### Given passage
· · ·

The odds favor the pols

Kyle Gillis

Just like at a casino, odds set by Silver State politicians favor the house.

In February, responding to the 2010 decennial census, the Nevada Legislature will begin redrawing voting districts.

However, when the state last drew districts, in 2001, those districts proved uncompetitive.

That’s what election results from the Nevada secretary of state show. Of the 162 assembly elections since the 2001 redistricting, only 29, or 17 percent, were competitive elections. State senate races were no closer, with only five, or 9 percent of them, proving competitive.

According to Samuel Issacharoff, constitutional law professor at New York University, an election is competitive if the candidates finish within 10 percentage points of one another. Alternatively, an election is considered a landslide if the winning candidate wins by more than 10 percentage points.

· · ·

### Problem 1
In the redistricting article, rewrite the part from "Just like at" up to and including "redrawing voting districts.", changing "Silver State" to "Nevada".
### Problem 2
Please find and copy every line of the records that contains the string "small", matching case exactly.

· · ·

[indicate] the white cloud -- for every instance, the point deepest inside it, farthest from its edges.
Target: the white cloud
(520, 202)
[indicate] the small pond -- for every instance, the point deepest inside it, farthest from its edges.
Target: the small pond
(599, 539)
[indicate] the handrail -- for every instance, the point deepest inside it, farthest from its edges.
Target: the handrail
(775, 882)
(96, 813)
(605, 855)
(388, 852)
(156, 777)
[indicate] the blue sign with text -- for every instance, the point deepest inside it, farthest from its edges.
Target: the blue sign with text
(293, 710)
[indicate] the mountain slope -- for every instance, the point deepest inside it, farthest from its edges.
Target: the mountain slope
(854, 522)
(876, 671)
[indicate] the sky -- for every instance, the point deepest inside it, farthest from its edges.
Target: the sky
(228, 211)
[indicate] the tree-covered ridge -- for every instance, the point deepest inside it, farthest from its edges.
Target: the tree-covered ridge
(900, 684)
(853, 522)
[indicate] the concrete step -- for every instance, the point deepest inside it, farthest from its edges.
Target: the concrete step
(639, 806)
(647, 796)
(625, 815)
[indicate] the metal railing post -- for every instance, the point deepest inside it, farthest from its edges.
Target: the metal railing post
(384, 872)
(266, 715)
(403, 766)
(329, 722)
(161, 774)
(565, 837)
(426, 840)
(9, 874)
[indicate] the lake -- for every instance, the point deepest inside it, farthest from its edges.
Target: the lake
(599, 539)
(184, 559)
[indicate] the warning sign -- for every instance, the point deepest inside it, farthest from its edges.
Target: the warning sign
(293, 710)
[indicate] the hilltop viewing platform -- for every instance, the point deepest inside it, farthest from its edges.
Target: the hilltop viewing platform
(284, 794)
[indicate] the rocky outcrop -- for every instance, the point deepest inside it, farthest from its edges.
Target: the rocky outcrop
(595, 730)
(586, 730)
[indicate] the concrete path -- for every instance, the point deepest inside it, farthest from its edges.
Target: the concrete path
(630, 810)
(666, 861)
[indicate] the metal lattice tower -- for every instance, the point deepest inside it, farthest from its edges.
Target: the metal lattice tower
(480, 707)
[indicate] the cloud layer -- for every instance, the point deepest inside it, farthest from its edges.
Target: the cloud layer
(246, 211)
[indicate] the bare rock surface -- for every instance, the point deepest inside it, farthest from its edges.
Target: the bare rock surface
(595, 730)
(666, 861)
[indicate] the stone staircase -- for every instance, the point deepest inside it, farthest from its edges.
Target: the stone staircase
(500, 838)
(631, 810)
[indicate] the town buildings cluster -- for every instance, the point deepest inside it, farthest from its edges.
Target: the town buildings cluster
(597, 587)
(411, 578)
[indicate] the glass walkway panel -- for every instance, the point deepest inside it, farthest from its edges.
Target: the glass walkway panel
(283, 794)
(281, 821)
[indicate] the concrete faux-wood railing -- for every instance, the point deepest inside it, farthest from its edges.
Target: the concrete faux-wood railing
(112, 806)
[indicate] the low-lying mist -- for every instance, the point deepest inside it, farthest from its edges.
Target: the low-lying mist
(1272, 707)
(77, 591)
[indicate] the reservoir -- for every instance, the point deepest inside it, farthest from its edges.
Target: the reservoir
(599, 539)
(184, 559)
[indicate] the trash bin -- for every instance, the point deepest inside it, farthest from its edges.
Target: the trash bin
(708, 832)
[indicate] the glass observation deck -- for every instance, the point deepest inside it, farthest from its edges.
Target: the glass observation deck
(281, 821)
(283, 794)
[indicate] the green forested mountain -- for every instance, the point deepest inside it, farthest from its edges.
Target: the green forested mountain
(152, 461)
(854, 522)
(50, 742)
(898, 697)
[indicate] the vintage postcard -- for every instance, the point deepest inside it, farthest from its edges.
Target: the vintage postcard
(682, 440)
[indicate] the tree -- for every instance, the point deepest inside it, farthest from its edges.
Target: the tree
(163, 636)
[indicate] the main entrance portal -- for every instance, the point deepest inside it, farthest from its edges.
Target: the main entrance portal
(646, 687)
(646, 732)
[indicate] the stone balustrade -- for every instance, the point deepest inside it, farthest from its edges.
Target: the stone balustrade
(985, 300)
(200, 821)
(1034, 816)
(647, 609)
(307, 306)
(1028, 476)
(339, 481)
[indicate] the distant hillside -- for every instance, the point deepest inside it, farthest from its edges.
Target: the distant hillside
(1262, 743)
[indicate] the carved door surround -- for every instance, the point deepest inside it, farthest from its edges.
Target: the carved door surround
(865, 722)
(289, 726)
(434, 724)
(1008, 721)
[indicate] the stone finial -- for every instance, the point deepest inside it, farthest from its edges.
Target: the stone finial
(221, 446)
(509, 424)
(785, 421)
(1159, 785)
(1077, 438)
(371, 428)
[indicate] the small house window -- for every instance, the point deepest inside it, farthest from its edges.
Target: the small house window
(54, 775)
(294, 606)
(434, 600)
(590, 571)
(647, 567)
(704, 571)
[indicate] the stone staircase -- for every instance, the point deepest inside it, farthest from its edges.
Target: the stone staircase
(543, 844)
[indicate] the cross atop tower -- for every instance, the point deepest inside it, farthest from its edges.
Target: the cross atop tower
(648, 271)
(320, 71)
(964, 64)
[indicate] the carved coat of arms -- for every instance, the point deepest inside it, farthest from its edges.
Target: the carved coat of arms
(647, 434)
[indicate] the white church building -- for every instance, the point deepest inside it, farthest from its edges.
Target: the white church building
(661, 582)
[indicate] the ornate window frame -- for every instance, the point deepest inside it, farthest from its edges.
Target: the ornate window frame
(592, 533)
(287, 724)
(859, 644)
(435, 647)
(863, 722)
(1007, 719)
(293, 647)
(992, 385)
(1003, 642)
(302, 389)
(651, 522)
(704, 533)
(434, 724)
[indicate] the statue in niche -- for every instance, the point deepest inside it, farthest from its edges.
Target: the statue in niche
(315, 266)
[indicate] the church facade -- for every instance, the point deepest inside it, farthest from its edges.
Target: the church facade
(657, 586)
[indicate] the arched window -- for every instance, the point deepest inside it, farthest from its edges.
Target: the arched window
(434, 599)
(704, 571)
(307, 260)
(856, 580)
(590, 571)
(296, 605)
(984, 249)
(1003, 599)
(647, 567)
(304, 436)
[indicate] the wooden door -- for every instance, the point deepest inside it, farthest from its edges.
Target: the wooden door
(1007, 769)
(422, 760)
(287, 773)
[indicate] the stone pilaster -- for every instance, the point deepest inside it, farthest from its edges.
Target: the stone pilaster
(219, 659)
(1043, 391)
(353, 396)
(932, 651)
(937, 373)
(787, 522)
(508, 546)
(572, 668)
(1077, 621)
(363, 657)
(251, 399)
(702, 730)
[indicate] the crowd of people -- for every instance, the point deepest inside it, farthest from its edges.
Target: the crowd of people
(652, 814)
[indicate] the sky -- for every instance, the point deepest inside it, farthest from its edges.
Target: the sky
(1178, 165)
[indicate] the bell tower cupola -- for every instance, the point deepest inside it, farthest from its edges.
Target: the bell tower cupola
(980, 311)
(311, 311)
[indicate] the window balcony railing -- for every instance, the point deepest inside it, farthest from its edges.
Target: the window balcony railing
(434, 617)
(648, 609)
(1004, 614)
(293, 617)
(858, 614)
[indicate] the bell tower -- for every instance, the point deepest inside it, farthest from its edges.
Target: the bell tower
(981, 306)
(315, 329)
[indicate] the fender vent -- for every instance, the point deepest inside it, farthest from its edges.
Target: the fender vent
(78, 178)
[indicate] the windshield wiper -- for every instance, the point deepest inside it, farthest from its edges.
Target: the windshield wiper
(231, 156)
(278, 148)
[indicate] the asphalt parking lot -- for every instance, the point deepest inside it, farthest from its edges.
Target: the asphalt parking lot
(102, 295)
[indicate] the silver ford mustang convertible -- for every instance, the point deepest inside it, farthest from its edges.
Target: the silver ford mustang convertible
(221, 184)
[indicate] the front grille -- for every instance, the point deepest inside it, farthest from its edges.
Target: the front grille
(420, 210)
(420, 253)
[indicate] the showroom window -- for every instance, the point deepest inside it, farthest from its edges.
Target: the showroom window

· · ·

### Exercise result 1
Just like at a casino, odds set by Nevada politicians favor the house.

In February, responding to the 2010 decennial census, the Nevada Legislature will begin redrawing voting districts.

### Exercise result 2
[indicate] the small pond -- for every instance, the point deepest inside it, farthest from its edges.
Target: the small pond
[indicate] the small house window -- for every instance, the point deepest inside it, farthest from its edges.
Target: the small house window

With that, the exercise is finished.